In one version of the algorithm, the system makes a negative example by substituting a random noise word for the target word. Given the positive example "the plane flies", the system might swap in "jogging" to create the contrasting negative example "the jogging flies".

The other version of the algorithm creates negative examples by pairing the true target word with randomly chosen context words. So it might take the positive examples (the, plane), (flies, plane) and the negative examples (compiled, plane), (who, plane) and learn to identify which pairs actually appeared together in text.

The classifier is not the real goal for either version of the system, however. After the model has been trained, you have an embedding. You can use the weights connecting the input layer with the hidden layer to map sparse representations of words to smaller vectors. This embedding can be reused in other classifiers.

For more information about word2vec, see the [tutorial on tensorflow.org](https://www.tensorflow.org/tutorials/representation/word2vec)

## Training an Embedding as Part of a Larger Model

You can also learn an **embedding as part of the neural network** for your target task. This approach gets you an embedding well customized for your particular system, but may take longer than training the embedding separately.

In general, when you have sparse data (or dense data that you'd like to embed), you can create an embedding unit that is just a special type of hidden unit of size $d$. This embedding layer can be combined with any other features and hidden layers. As in any DNN, the final layer will be the loss that is being optimized. 

For example, let's say we're performing collaborative filtering, where the goal is to predict a user's interests from the interests of other users. We can model this as a supervised learning problem by randomly setting aside (or holding out) a small number of the movies that the user has watched as the positive labels, and then optimize a softmax loss.

![](img/embed.png)

As another example if you want to create an embedding layer for the words in a real-estate ad as part of a DNN to predict housing prices then you'd optimize an L2 Loss using the known sale price of homes in your training data as the label.

When learning a d-dimensional embedding each item is mapped to a point in a d-dimensional space so that the similar items are nearby in this space. Figure 6 helps to illustrate the relationship between the weights learned in the embedding layer and the geometric view. The edge weights between an input node and the nodes in the d-dimensional embedding layer correspond to the coordinate values for each of the d axes.

![](img/embed2.png)

■ DIRECTIVE 1 ■
Which lines in the records below contain the string "canal"? Show each of those lines in full, treating uppercase and lowercase letters as distinct.

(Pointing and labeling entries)
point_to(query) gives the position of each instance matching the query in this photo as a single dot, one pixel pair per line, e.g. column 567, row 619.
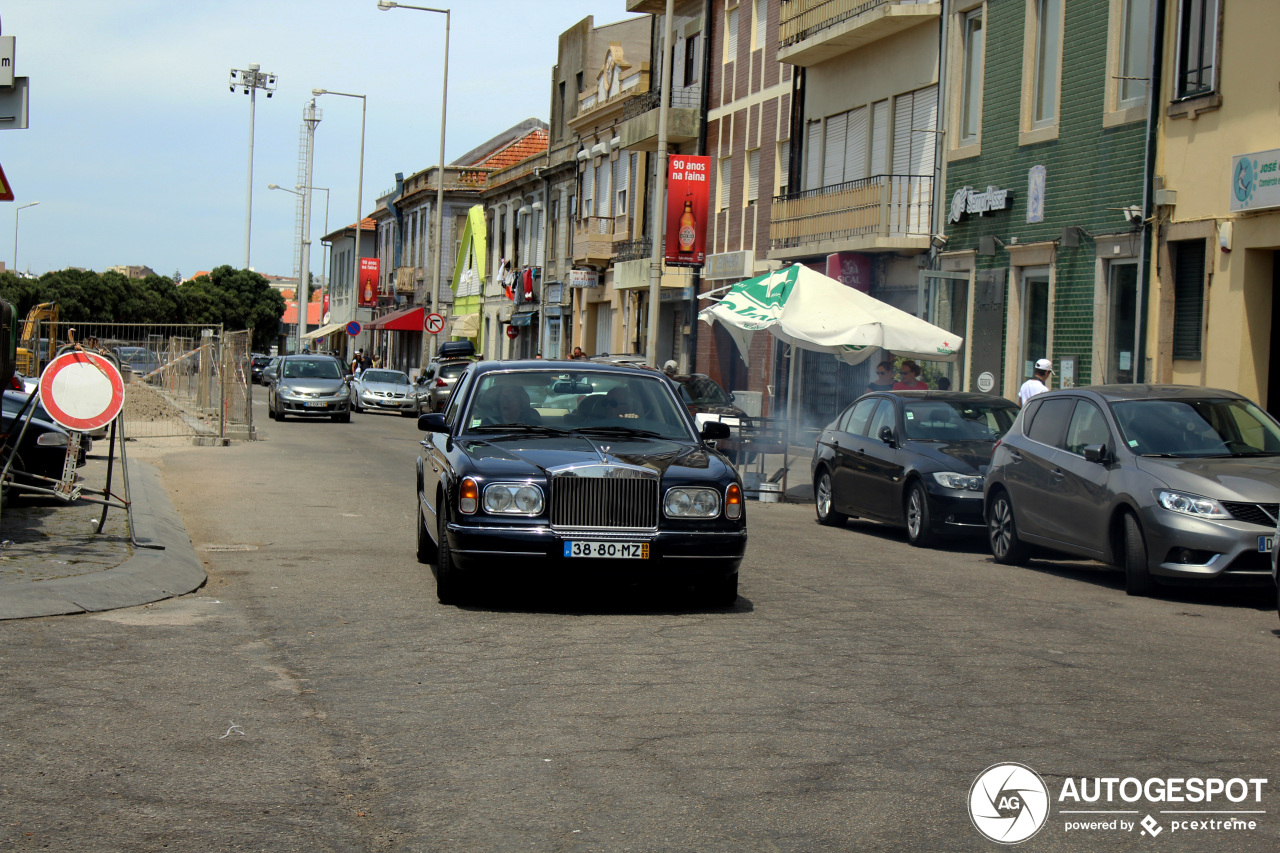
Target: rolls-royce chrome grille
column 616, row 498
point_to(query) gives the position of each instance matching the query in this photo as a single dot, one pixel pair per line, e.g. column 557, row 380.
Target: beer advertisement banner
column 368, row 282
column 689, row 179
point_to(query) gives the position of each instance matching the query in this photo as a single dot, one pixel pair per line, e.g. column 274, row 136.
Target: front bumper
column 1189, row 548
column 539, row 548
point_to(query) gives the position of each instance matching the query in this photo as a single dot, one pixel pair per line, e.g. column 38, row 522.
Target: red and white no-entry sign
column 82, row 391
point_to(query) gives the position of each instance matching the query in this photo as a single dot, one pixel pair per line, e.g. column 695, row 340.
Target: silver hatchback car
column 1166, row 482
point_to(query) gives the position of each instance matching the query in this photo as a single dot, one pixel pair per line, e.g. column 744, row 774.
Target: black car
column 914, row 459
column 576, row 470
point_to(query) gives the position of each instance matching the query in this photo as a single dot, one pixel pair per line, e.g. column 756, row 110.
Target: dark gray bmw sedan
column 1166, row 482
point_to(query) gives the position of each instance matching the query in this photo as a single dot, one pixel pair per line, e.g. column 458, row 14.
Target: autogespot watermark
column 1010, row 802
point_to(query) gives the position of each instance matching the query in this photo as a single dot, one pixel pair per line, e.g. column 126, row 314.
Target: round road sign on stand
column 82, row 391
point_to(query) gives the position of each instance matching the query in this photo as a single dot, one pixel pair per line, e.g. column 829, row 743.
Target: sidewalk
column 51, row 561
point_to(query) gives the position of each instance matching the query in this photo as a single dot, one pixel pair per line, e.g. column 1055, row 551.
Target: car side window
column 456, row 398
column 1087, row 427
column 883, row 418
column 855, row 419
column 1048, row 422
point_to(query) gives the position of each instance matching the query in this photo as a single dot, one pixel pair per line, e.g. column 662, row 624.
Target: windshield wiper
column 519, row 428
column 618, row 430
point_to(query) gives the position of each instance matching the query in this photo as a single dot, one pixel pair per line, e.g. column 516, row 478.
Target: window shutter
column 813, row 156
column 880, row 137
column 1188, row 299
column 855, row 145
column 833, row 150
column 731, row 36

...

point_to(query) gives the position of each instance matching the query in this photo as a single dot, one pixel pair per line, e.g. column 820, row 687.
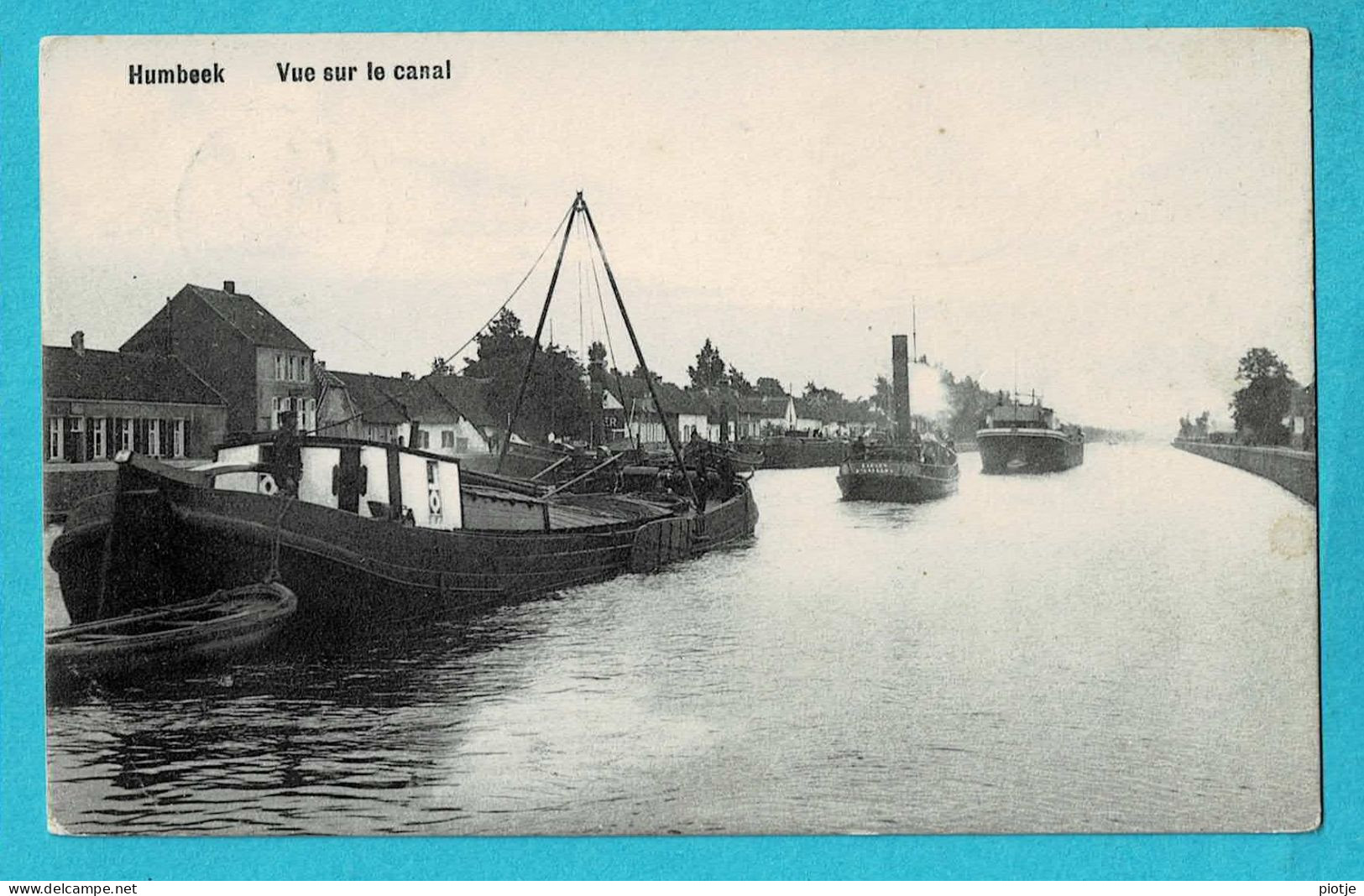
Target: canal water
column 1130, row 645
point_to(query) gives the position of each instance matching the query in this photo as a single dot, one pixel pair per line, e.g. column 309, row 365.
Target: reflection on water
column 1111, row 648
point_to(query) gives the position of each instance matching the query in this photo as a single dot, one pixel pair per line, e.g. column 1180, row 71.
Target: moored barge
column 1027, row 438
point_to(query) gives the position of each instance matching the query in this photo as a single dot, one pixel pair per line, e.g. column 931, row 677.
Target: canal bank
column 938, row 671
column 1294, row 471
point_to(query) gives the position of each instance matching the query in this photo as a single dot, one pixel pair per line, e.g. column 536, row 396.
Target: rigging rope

■ DIRECTIVE 2 ■
Can you transcribe the excerpt on embeddings above word for word, from its first line to its last?

■ EXERCISE RESULT 1 ■
Target: canal water
Target: canal bank

■ EXERCISE RESULT 2 ■
In one version of the algorithm, the system makes a negative example by substituting a random noise word for the target word. Given the positive example "the plane flies", the system might swap in "jogging" to create the contrasting negative example "the jogging flies".

The other version of the algorithm creates negative examples by pairing the true target word with randomly chosen context words. So it might take the positive examples (the, plane), (flies, plane) and the negative examples (compiled, plane), (who, plane) and learn to identify which pairs actually appeared together in text.

The classifier is not the real goal for either version of the system, however. After the model has been trained, you have an embedding. You can use the weights connecting the input layer with the hidden layer to map sparse representations of words to smaller vectors. This embedding can be reused in other classifiers.

For more information about word2vec, see the [tutorial on tensorflow.org](https://www.tensorflow.org/tutorials/representation/word2vec)

## Training an Embedding as Part of a Larger Model

You can also learn an **embedding as part of the neural network** for your target task. This approach gets you an embedding well customized for your particular system, but may take longer than training the embedding separately.

In general, when you have sparse data (or dense data that you'd like to embed), you can create an embedding unit that is just a special type of hidden unit of size $d$. This embedding layer can be combined with any other features and hidden layers. As in any DNN, the final layer will be the loss that is being optimized. 

For example, let's say we're performing collaborative filtering, where the goal is to predict a user's interests from the interests of other users. We can model this as a supervised learning problem by randomly setting aside (or holding out) a small number of the movies that the user has watched as the positive labels, and then optimize a softmax loss.

![](img/embed.png)

As another example if you want to create an embedding layer for the words in a real-estate ad as part of a DNN to predict housing prices then you'd optimize an L2 Loss using the known sale price of homes in your training data as the label.

When learning a d-dimensional embedding each item is mapped to a point in a d-dimensional space so that the similar items are nearby in this space. Figure 6 helps to illustrate the relationship between the weights learned in the embedding layer and the geometric view. The edge weights between an input node and the nodes in the d-dimensional embedding layer correspond to the coordinate values for each of the d axes.

![](img/embed2.png)